Jazz visionary and founding member of the Jazz Crusaders, pianist Joe Sample has reunited once again with Randy Crawford on Feeling Good (PRA, 2007). The results are magical. They first worked together on the title track to the Crusaders' Street Life, (MCA, 1979), which became an international hit, and "Feeling Good is sure to follow along the same path to success. It is a true testament to the incredible musicianship of all the artists included on this project, which includes Christian McBride, Steve Gadd, Dean Parks, Anthony Wilson, Luis Quintero and Ray Parker Jr.

Katrina-Kasey Wheeler caught up with Sample to discuss this collaborative effort and his many plans for the future.

All About Jazz: This album has been thirty years in the making. Why did you decide to create this album now with Randy? Why at this particular time?

Joe Sample: I was touring with Randy in 2005, in England at Ascot Park. We had finished sound check and the weather was just wonderful. We were beneath an oak tree, and our tour manager started to video tape us. All of a sudden, Randy began to sing—everything that we said, she would turn it into a song. She is a walking encyclopedia of melody and lyrics. Everything we said, would remind her of a song, and she would begin to sing them. It went on for fifteen minutes and I thought to myself, "Wow, she would make a dynamic Broadway performer.

[PROBLEMS TO WORK ON]
(1) Format the listing from the line containing "384, row 29." up to and including the line containing "column 173, row 449" as a numbered list, leaving out blank lines and any pictures.
(2) Resume the Joe Sample interview from its final sentence.

[ITEMS]
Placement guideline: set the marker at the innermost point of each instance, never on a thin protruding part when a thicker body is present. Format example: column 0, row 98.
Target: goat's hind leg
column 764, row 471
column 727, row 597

==

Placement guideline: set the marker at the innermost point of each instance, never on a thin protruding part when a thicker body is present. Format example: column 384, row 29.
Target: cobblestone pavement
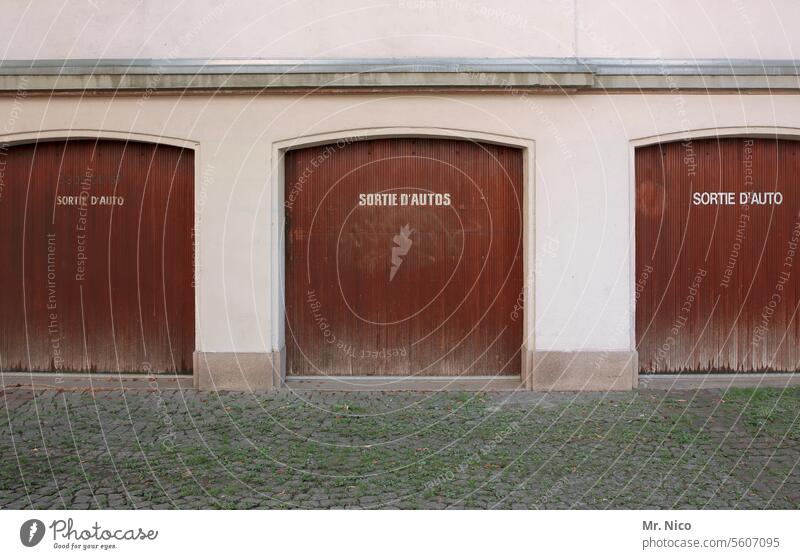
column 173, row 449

[OUTPUTS IN ORDER]
(1)
1. Placement guideline: set the marker at the innermost point of each instance, never on a thin protruding part when a thicker body is present. Format example: column 384, row 29.
2. Target: cobblestone pavement
3. column 173, row 449

(2)
A month later we were in California and she asked me to listen to her then latest CD, and I came to the conclusion that the mistakes are made when one really tries to get a hit. The horns, the guitars, the strings—I did all of that of course, on "Street Life. It occurred to me that if Randy was just given the opportunity to sing—it is raw and naked—her voice is the hit.

I mentioned it to her and she was all for it, along with my manager. We then asked [producer] Tommy LiPuma to join us, as well as Christian McBride and Steve Gadd. We went into the studio and we did the very first take—[then] fourteen pieces in three and a half days. We sometimes did two takes, but we kept going back to the first takes. We began to notice how wonderful it was to simply hear space.

I have grown exhausted with the wall-to-wall sound that started happening in free jazz: the usage of the melisma. It is just a continuous barrage of notes that I find to be unappealing to me. I think that the beauty and genius of music is the space between the notes. That is simply my value. I did notice that when you allow Randy to sing as she likes, she has the most ideal sense of timing and space.

AAJ: I agree, it is audible throughout the CD. You have employed some outstanding musicians on this album.

JS: It was all carefully planned from the first meeting. Randy had come up with a lot of songs and had also performed some of them live. The main idea was to not do the trend of today—[a] Great American Songbook album. We decided that we would instead, go back and dig into the catalog of some of the finest African-American singers of the past. Randy has a way of coming up with things that no one else thinks of. We had this wonderful anticipation of what would happen, and that anticipation turned into a reality.

We began with forty-five songs and that went down to twenty-four songs two weeks before the recording started. I was in Tokyo at the Blue Note with George Duke, and I would go back to my hotel room and come up with arrangements. Right before we started recording it went down to fourteen pieces, although in the United States, I believe it is thirteen pieces included on the album. The European version has fourteen.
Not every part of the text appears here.